# Directions for this task:
Reproduce the listing that follows, line for line.

Start of Data shown

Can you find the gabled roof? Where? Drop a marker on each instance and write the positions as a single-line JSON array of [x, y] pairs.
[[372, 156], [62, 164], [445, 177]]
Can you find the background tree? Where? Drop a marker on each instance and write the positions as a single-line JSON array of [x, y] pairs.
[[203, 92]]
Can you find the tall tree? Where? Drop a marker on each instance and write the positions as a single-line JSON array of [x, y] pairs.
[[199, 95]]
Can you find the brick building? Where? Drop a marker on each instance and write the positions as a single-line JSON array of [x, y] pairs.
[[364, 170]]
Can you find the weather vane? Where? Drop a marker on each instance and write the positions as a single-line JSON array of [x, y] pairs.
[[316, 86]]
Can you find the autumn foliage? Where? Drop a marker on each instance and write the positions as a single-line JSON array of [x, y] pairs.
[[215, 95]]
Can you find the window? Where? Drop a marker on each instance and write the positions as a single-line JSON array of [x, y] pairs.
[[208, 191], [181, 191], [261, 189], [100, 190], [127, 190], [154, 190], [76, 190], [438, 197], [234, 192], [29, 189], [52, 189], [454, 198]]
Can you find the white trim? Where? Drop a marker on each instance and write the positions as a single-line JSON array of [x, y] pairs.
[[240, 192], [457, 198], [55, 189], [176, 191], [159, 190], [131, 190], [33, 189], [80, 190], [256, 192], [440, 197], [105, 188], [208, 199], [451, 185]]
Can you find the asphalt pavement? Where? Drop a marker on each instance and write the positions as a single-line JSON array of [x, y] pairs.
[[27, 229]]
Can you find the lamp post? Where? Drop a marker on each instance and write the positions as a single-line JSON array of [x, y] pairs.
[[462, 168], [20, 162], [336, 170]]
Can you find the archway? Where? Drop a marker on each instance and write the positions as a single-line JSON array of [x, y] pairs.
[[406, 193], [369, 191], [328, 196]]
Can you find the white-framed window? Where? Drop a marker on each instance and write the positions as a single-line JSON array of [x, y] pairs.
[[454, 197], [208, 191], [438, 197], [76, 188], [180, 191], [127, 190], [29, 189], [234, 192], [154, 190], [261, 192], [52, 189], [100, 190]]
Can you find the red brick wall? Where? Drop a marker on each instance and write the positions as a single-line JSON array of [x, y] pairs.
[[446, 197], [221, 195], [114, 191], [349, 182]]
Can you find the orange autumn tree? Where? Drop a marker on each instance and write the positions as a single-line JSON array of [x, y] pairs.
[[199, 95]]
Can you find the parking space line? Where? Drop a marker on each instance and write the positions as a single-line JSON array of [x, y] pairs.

End of Data shown

# Response to this exercise:
Can you find the gabled roof? Where? Drop a marker on each instance and write the positions as a single-line JSON array of [x, y] pairs.
[[372, 156], [62, 164], [445, 177]]
Can you find the background tree? Where? Drop a marker on each instance and write the positions as a single-line JSON array of [x, y] pairs.
[[203, 92]]
Can you find the tall tree? Where? Drop a marker on each instance and write the positions as a single-line JSON array of [x, y] pairs.
[[199, 95]]
Can you find the brick building? Where? Drop a marker on each instance and write the positions as a single-line JSON array of [x, y] pairs.
[[364, 170]]
Can you find the weather vane? Where? Drop a marker on each instance and write the positions as a single-line JSON array of [x, y] pairs.
[[316, 86]]
Can you find the autumn foliage? Where? Drop a marker on each instance and write the positions as a single-line JSON array of [x, y] pairs.
[[215, 95]]
Can you find the window? Where? Drop a marker on each instance and write the positions as a single-line JSON array of [x, y] pairs.
[[208, 191], [181, 191], [261, 189], [100, 190], [127, 190], [154, 190], [76, 190], [438, 197], [234, 192], [29, 189], [52, 189], [454, 198]]
Can you find the white trim? Where? Drop a marker on each instance and write the positions as a single-line JSON array of [x, y] pairs.
[[240, 192], [457, 198], [55, 189], [176, 191], [159, 190], [131, 190], [33, 189], [80, 190], [256, 192], [440, 197], [105, 188], [208, 199], [451, 185]]
Can you find the asphalt pavement? Where? Drop a marker on each instance and write the positions as a single-line JSON array of [x, y] pairs.
[[27, 229]]
Can you find the lamp post? Where? Drop a marker on each instance and write the positions as a single-line JSON array of [x, y] pairs.
[[462, 168], [20, 162], [336, 170]]
Can you find the archway? Where? Drop a marker on each instance and write the positions as a single-line JSON array of [x, y] pairs.
[[406, 193], [369, 191], [328, 196]]
Can you find the white-framed window? Where? Drop a marker on each instance and write the positions as a single-line JSON array of [x, y] pairs.
[[454, 197], [208, 191], [438, 197], [76, 188], [180, 191], [127, 190], [29, 189], [234, 192], [154, 190], [261, 192], [52, 189], [100, 190]]
Can you find the red brick wall? Where? Drop a marker on each instance and write the positions as a single-line JSON array of [x, y] pairs.
[[446, 197], [221, 195], [114, 191], [349, 182]]
Can you find the orange autumn tree? Where? Drop a marker on each instance and write the positions as a single-line JSON array of [x, y] pairs.
[[199, 95]]
Can you find the parking space line? Where? Drop a marker on each instance and write the positions as a single-line JSON array of [x, y] pairs.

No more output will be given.